But for all that, it’s still fun, and, well, Ivanhoe. In a flying saucer. Lots to be said for that.

Mari Ness has never quite forgiven Sir Walter Scott for the ending of Ivanhoe. She lives in central Florida.

Eli Bishop
1. EliBishop
When I read it at about age 10, I was completely unfamiliar with Ivanhoe (still am) but I had no trouble with it - as an avid reader of Mad Magazine movie parodies, I was used to laughing at references that I didn't understand. On the other hand, for some reason Eager's frequent references to Nesbit (who I was also unfamiliar with at that point, but no longer) really annoyed me-- I guess I didn't like for an author to tell me what to read, even if he might be right.

Anyway, I loved this book and it's a great example of how funny Eager could be. My favorite joke is when one of the superstitious medieval characters sees a "BVD" label on the kids' thermal underwear and decides it means "Bene Volens Diabolis," or "best wishes from the Devil."
seth e.
2. seth e.
This was one of my favorite of Eager's books. I too had no problem with the Ivanhoe references (and I too still haven't read it). But I was used to not picking up on a lot of the references in books when I was a kid, since I read so many older books, and books above my supposed reading level. I can't remember whether I read Eager or Nesbit first, but in either case, the actual everyday reality they described also felt like fairyland to me--a little less so in Eager's case, obviously, but still.

• _SOURCE DATA_
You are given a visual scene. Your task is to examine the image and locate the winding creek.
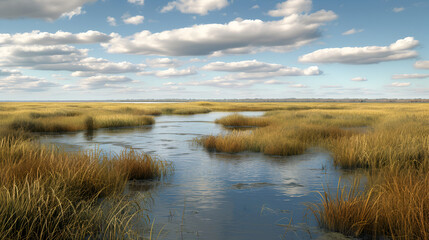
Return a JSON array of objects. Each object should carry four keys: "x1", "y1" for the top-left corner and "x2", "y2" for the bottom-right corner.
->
[{"x1": 41, "y1": 112, "x2": 362, "y2": 239}]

• _TASK LIST_
1) In the discussion of Eager's book, what does the superstitious medieval character decide the "BVD" label means?
2) Duplicate the passage of the discussion of Eager's book from "But for all" up to and including "in central Florida.".

• _RESPONSES IN ORDER_
1) "Bene Volens Diabolis," or "best wishes from the Devil."

2)
But for all that, it’s still fun, and, well, Ivanhoe. In a flying saucer. Lots to be said for that.

Mari Ness has never quite forgiven Sir Walter Scott for the ending of Ivanhoe. She lives in central Florida.